• [GIVEN TASK 1]: Print the passage on limitation periods for contribution claims between "Counsel for the" and "are within time.", inclusive, reproducing its wording without alteration.

• [PROVIDED TEXT]:
———
Although there is no local authority directly on the point, I am satisfied that section 21 of the Limitation Act 1985, which fixes the limitation period for contribution claims between tortfeasors, should be interpreted so that the limitation period is calculated by reference to the limitation period for the principal cause of the action as extended by any order of the Court, for example under section 36 in respect of personal injury claims. The observations of Hayne JA, as his Honour then was, in Robins v Downs (1996) 24 MVR 180, although obiter, are compelling towards that interpretation. I note that his Honour’s approach was approved and followed by the Queensland Court of Appeal (McMurdo P, Byrne and Cullinane JJ) in Workers’ Compensation Board of Queensland v Seltsam Pty Limited (1999) 2 Qd R 679. Both cases were concerned with section 40 of the Queensland Limitation of Actions Act 1974, which is in similar terms to section 21 of the Limitation Act 1985 of this Territory.
Counsel for the second defendant draws attention to a claim by each of the plaintiffs framed, in addition to trespass to the person and negligence, in breach of fiduciary duty giving rise to equitable damages. He argues that section 21 is limited to claims for contribution in respect of damage caused by a wrong, defined effectively as a tort or a breach of contract which is concurrent and coextensive with a duty of care in tort. He argues that a claim for equitable damages for breach of fiduciary duty is not covered by section 21, and that the limitation period for such a claim would be, under section 11, six years from when the claim arises. This would not be until judgment in or settlement of the principal action. If this is correct, the third party claims in respect of the alleged breaches of fiduciary duty are within time.
———
• [INPUT MATERIAL]:
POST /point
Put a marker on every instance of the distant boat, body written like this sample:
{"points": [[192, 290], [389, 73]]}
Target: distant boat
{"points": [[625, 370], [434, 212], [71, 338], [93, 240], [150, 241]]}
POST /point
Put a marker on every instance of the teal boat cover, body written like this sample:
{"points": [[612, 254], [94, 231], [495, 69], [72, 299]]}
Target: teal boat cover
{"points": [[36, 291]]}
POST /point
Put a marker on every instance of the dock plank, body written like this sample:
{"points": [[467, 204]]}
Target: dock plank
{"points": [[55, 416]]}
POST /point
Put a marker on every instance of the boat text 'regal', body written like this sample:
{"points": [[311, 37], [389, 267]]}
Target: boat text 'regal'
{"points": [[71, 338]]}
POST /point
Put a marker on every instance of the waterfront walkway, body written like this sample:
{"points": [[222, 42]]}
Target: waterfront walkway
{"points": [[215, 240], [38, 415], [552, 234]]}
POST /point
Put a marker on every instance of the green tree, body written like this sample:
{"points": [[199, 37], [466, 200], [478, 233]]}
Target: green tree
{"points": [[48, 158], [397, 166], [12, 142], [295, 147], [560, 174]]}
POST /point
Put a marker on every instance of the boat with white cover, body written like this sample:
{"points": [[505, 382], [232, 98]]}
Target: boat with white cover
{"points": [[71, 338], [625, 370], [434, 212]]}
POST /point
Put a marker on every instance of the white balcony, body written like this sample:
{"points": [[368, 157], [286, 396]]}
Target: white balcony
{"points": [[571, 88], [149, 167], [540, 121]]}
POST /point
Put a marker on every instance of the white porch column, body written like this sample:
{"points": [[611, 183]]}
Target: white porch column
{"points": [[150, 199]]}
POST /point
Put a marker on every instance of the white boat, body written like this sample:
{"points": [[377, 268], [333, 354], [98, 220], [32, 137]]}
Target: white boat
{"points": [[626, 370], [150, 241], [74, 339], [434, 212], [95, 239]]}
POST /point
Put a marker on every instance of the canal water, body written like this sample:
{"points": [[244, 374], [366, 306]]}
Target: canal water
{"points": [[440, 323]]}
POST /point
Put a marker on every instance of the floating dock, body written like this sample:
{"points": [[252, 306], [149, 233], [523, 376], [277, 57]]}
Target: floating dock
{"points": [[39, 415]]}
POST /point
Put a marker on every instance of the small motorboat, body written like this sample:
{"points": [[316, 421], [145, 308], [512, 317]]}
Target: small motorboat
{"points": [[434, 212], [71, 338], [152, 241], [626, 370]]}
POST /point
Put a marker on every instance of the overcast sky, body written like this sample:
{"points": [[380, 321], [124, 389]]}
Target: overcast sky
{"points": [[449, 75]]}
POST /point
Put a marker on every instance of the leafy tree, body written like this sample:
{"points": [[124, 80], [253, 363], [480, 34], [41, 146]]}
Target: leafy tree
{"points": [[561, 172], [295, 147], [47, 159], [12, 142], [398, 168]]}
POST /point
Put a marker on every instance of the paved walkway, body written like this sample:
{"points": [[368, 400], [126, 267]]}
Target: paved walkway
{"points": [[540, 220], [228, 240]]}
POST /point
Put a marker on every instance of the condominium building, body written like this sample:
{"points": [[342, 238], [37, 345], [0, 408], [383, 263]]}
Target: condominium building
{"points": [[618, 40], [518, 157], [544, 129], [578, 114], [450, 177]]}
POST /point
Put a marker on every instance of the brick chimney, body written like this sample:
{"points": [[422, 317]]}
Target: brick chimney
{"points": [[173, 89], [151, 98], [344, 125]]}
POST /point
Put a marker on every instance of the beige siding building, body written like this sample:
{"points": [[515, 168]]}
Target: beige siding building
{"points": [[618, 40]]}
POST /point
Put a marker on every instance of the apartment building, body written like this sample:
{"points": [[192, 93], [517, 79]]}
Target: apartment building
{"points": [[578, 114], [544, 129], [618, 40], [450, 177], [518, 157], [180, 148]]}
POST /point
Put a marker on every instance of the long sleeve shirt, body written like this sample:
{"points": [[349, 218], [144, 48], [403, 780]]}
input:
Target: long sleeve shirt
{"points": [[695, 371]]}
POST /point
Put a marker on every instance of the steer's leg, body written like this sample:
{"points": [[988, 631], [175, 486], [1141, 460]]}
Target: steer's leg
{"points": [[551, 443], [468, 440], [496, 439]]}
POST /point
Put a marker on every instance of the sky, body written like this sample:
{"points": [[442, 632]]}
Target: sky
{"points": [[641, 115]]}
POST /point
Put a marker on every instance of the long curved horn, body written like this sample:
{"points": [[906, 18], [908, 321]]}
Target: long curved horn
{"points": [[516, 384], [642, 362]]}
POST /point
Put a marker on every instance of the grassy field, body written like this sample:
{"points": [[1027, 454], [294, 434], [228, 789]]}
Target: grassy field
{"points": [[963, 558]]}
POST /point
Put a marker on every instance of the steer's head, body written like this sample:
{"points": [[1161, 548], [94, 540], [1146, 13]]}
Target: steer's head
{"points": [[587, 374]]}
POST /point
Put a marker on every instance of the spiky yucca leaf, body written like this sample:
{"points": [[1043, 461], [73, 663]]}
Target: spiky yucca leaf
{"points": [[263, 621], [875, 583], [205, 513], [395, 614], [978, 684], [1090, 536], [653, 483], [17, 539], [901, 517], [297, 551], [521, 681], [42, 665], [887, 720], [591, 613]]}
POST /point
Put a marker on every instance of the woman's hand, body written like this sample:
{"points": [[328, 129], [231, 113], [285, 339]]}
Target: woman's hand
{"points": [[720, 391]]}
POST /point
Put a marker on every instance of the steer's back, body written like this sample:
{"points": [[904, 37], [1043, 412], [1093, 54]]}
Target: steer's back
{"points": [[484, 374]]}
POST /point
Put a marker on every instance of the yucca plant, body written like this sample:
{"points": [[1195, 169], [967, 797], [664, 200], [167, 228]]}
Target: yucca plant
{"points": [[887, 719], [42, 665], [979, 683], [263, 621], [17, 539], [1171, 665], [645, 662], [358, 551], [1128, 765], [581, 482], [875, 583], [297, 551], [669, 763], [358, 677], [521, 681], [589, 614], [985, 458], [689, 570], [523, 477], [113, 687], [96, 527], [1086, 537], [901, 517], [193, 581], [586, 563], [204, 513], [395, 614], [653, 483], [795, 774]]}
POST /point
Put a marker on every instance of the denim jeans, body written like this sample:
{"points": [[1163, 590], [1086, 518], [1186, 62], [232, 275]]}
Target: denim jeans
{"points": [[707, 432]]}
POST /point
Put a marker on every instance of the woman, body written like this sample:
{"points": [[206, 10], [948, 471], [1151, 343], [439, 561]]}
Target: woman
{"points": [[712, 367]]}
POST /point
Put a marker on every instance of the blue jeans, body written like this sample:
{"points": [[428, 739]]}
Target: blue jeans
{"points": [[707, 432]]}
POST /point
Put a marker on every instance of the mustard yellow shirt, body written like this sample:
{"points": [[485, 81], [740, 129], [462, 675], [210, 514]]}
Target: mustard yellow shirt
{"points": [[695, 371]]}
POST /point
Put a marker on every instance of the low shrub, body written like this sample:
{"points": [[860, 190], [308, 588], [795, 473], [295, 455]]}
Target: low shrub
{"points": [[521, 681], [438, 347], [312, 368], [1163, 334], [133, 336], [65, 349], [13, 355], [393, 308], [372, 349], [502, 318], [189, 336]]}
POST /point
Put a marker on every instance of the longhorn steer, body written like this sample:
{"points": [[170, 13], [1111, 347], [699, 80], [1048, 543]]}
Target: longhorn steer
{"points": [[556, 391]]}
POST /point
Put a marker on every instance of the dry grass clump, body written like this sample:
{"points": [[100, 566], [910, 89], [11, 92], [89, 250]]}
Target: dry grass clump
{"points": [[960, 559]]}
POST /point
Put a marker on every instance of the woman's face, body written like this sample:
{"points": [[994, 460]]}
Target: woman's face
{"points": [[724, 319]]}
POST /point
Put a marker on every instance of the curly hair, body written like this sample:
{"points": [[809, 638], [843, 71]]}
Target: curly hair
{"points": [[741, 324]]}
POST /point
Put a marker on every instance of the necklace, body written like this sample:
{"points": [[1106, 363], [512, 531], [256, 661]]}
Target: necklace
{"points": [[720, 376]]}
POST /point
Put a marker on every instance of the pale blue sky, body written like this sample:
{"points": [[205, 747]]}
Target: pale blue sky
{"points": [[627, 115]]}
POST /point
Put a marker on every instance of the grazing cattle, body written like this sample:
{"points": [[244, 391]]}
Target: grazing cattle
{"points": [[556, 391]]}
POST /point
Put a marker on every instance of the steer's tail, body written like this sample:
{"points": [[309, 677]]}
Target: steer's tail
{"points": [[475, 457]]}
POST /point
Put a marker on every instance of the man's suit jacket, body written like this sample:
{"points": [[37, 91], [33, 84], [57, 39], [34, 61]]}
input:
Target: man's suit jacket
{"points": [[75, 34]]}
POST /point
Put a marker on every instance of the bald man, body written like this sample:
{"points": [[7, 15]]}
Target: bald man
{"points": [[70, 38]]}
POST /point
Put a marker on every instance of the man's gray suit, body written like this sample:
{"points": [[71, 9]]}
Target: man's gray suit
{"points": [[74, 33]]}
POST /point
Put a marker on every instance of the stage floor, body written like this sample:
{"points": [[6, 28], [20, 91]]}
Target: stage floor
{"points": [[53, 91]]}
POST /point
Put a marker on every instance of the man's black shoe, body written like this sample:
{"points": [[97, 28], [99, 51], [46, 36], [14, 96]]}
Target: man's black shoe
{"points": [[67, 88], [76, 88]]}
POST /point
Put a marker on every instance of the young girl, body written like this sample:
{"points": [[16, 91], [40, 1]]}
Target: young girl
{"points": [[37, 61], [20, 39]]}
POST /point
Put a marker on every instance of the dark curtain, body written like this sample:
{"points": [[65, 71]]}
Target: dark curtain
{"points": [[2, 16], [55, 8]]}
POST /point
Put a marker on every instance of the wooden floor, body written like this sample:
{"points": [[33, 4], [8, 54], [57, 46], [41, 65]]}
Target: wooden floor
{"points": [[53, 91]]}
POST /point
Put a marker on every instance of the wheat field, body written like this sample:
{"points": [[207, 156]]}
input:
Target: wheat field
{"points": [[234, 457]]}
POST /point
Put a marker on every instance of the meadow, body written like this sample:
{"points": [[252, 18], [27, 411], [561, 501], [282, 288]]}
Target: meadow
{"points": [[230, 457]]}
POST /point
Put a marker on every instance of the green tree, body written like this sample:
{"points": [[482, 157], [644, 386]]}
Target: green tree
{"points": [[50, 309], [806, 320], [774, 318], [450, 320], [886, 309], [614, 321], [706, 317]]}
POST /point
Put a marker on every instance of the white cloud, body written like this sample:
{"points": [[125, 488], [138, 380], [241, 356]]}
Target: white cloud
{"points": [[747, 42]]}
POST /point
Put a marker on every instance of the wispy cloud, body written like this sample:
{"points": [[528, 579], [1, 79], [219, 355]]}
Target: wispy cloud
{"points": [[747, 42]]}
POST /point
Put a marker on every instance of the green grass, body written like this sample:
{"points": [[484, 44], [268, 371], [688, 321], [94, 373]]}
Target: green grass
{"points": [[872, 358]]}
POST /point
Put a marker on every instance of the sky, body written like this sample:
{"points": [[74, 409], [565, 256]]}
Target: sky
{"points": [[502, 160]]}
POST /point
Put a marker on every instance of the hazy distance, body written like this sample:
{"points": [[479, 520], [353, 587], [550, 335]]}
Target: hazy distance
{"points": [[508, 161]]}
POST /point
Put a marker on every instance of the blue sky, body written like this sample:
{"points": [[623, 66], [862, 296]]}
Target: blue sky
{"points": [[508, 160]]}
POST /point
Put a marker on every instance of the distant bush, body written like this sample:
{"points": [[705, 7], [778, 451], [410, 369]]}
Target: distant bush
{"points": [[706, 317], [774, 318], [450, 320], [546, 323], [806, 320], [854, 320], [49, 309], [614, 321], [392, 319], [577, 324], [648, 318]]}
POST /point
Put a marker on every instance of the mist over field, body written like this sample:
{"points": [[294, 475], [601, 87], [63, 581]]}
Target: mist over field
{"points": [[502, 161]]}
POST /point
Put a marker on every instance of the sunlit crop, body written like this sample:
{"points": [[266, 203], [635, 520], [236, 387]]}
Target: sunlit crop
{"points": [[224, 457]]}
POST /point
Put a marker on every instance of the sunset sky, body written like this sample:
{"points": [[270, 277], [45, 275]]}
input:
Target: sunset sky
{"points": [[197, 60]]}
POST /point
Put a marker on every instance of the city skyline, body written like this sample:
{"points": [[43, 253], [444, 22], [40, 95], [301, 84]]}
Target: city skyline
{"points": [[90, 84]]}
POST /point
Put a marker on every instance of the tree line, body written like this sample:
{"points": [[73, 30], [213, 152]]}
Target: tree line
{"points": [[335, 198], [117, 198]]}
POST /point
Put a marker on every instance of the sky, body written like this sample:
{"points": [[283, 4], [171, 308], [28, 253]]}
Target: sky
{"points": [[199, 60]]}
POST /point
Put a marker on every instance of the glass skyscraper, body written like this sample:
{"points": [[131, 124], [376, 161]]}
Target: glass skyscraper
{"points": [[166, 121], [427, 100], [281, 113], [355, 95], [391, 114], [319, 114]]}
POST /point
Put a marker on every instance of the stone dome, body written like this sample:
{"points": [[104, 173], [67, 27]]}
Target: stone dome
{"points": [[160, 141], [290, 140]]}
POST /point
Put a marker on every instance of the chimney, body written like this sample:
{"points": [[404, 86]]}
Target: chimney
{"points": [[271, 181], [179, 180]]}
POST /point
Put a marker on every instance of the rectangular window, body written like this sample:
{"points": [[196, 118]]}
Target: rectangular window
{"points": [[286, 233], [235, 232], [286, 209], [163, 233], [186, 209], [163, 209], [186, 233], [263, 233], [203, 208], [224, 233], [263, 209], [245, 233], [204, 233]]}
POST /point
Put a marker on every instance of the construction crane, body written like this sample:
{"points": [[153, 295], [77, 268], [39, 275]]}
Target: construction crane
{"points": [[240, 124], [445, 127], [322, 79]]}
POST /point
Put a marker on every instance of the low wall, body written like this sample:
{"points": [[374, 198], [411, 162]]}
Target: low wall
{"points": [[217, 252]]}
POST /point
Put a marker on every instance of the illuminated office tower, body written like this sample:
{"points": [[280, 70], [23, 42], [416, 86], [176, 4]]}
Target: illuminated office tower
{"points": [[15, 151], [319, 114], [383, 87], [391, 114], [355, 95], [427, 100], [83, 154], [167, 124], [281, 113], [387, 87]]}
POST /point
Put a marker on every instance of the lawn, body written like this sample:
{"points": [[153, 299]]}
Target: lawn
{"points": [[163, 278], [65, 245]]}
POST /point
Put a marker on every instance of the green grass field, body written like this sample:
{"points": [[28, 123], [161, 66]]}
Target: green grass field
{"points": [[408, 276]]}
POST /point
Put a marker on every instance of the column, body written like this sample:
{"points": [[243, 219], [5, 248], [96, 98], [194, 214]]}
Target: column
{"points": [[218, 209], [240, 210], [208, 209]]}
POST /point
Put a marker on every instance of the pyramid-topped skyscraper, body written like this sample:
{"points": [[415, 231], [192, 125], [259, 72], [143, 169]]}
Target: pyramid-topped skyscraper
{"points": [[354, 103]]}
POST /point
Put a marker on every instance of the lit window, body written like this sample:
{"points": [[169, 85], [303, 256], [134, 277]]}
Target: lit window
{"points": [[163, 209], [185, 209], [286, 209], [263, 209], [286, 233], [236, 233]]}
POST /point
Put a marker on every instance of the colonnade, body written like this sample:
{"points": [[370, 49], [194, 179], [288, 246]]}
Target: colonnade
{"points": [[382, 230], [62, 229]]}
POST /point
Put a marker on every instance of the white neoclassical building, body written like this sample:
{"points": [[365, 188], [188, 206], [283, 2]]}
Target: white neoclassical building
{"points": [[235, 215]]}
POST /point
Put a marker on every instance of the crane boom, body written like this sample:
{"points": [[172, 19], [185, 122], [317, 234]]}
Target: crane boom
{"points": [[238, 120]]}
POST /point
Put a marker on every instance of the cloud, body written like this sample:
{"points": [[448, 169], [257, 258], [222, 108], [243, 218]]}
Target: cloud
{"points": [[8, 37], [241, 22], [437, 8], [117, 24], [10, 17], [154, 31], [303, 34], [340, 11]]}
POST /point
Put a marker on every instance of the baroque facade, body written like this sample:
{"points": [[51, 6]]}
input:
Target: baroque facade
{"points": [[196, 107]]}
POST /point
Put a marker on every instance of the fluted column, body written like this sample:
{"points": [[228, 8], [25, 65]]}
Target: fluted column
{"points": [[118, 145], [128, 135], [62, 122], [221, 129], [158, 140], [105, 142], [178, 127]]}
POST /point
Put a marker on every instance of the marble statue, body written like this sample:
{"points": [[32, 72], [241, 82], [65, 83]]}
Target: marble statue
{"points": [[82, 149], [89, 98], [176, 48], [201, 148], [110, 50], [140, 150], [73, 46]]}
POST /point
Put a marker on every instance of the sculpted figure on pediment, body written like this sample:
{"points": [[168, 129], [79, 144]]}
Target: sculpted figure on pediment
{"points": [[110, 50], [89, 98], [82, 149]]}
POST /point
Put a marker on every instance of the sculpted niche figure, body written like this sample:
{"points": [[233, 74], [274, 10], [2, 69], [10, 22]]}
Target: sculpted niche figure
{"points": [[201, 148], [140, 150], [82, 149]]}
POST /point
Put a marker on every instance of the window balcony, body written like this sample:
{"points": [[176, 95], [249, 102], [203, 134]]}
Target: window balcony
———
• [GIVEN TASK 2]: List every line of the records that contains the string "sunset".

• [EXERCISE OUTPUT 1]:
Counsel for the second defendant draws attention to a claim by each of the plaintiffs framed, in addition to trespass to the person and negligence, in breach of fiduciary duty giving rise to equitable damages. He argues that section 21 is limited to claims for contribution in respect of damage caused by a wrong, defined effectively as a tort or a breach of contract which is concurrent and coextensive with a duty of care in tort. He argues that a claim for equitable damages for breach of fiduciary duty is not covered by section 21, and that the limitation period for such a claim would be, under section 11, six years from when the claim arises. This would not be until judgment in or settlement of the principal action. If this is correct, the third party claims in respect of the alleged breaches of fiduciary duty are within time.

• [EXERCISE OUTPUT 2]:
Put a marker on every instance of the sunset sky, body written like this sample:
Target: sunset sky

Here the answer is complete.